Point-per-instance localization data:
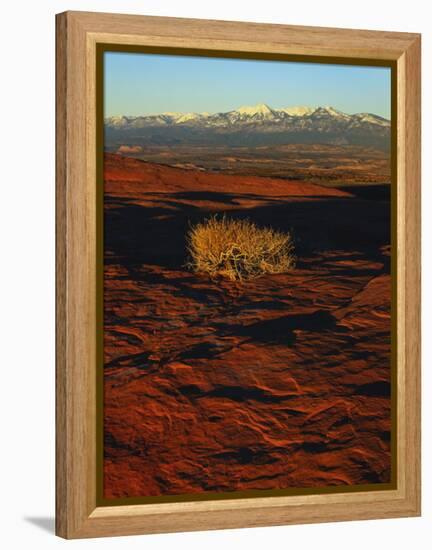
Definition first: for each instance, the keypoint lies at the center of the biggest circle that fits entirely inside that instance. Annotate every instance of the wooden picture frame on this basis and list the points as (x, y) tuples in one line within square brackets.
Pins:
[(77, 511)]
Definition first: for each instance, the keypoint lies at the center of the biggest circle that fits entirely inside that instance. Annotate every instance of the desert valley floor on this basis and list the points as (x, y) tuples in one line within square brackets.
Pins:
[(213, 385)]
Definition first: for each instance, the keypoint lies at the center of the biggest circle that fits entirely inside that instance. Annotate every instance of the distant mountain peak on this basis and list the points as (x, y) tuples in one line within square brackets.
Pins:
[(298, 110), (254, 124), (258, 109)]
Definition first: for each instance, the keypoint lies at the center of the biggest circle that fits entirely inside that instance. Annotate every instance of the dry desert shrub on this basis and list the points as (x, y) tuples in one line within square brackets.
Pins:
[(238, 249)]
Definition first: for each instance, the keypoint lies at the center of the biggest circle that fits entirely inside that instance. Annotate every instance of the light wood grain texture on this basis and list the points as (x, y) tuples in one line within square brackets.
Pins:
[(76, 512)]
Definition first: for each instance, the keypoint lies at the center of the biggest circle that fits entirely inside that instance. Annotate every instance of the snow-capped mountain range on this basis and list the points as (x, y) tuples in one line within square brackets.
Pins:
[(256, 124)]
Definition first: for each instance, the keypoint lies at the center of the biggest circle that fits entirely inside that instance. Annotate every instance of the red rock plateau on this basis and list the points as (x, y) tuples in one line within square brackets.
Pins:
[(219, 386)]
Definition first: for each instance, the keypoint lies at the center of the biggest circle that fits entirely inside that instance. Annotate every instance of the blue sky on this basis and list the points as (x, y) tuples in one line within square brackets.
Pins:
[(140, 84)]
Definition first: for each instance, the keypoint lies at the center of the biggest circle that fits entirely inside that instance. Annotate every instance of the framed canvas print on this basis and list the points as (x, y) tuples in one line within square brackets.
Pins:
[(238, 269)]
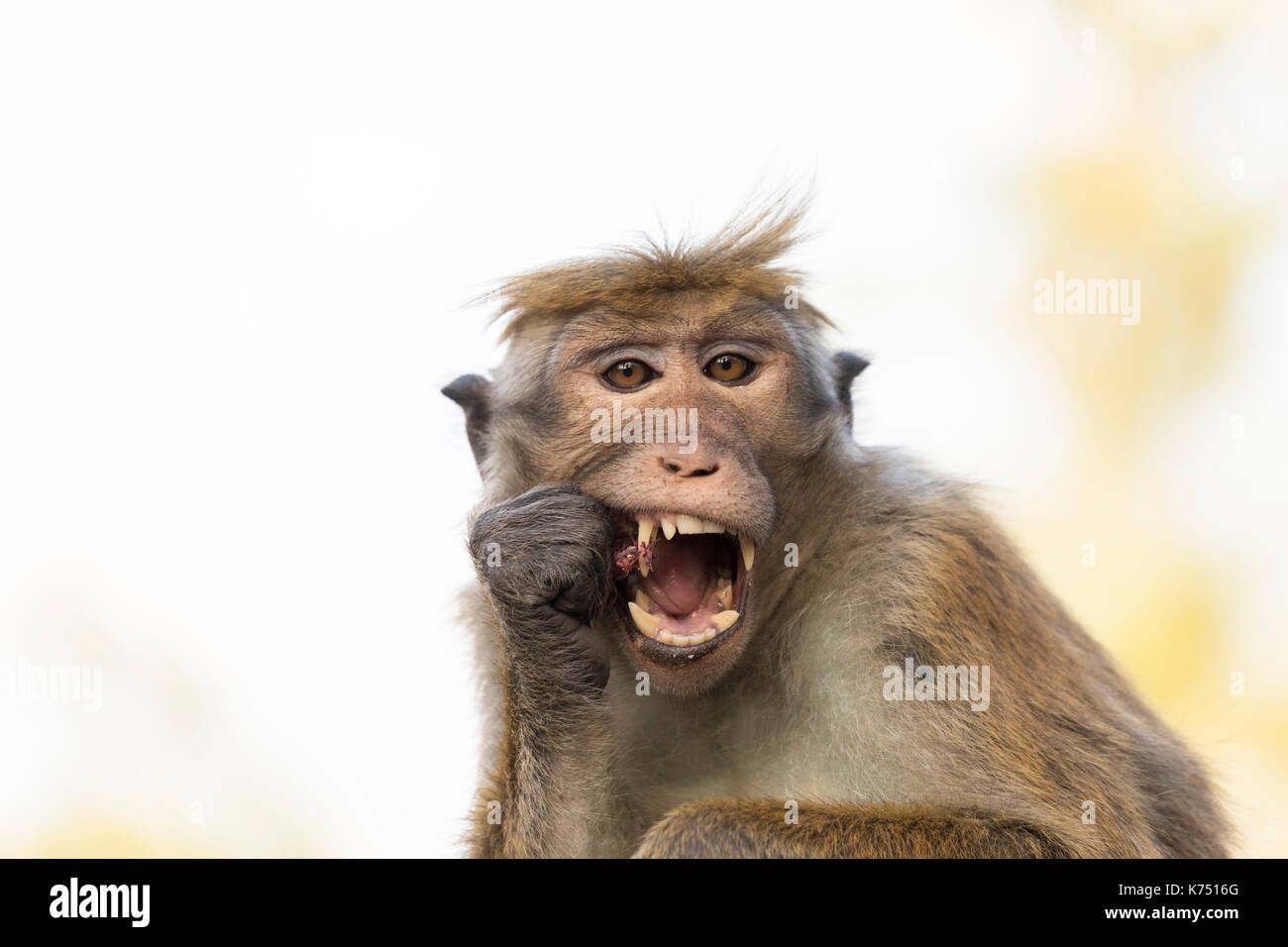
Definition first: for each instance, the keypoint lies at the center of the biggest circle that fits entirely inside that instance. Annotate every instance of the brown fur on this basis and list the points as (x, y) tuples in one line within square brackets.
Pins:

**Task goal:** Render the data above verbatim and without pictures.

**Solution to this task:**
Definition first: for each instance, the keypoint lies at the center of the biggest circle that fits entirely inside that instance. Annotate every instance of the wooden picture frame on this basis and list the points as (x, y) tuples in one line within square brackets.
Pins:
[(77, 511)]
Definition first: for each instance, the keypoint lies at the center of the biggest circle that fits entirely inside that instance. Annotate every instance of the desert valley floor on this basis and list the points as (x, y) tuples in one line within square brackets.
Pins:
[(213, 385)]
Definition first: for each instance, the keypoint lies at the center of the biggest circle that fits entirely inside that instance. Annotate every instance of the distant mountain peak on this basis and list the points as (x, y) tuples in one line within square brackets.
Pins:
[(298, 110), (254, 124), (258, 109)]
Definition first: for each instance, the keypoint lies at the center of the biggest circle that fits entirely inside that instance. Annotate every instance of the dry desert shrub on this basis and list the points as (x, y) tuples in one line within square brackets.
Pins:
[(238, 249)]
Definition first: for each instance, the keypoint lies at the center of the biggest circle that fits entirely inside that instance. Annotate every instance of the light wood grain texture on this basis and list the points as (x, y) tuples in one line within square brackets.
Pins:
[(76, 512)]
Definition first: for each instance, the keypoint lies at the center of the biggest circle that fits entirely inside that instance. Annotate every instance of the snow-capped mountain range on this basis and list the points as (x, y) tuples in one line within square brackets.
Pins:
[(256, 124)]
Definition first: for each instance, the keypoint lies at the center of the biggest circle that fits entirely inside that instance. Annotate every instance of the red rock plateau on this basis and list the points as (x, y) tuples in one line within square brackets.
Pins:
[(219, 386)]
Definition first: for each instance, the keypoint lies at the center of the biggest circle that fits entirely inside that instance. Annotate every instance of the blue sky on this basis and list the points as (x, y) tuples in one line within square brackets.
Pins:
[(140, 84)]
Definition first: for each instance, the keypoint lies at the center of the biggest circle that fits entirely inside that instance. Annotate every instance of the framed canvas print on this basis and list the points as (x, y) tuples in one line within square brackets.
Pins:
[(238, 269)]
Definition first: for each instance, the keypoint lies at the center of the biggest circle that fits entirely inside that instance. Annotate every instance of the brown fur on this basis and list the points as (x, y) tuples in one line within square brackets.
Pins:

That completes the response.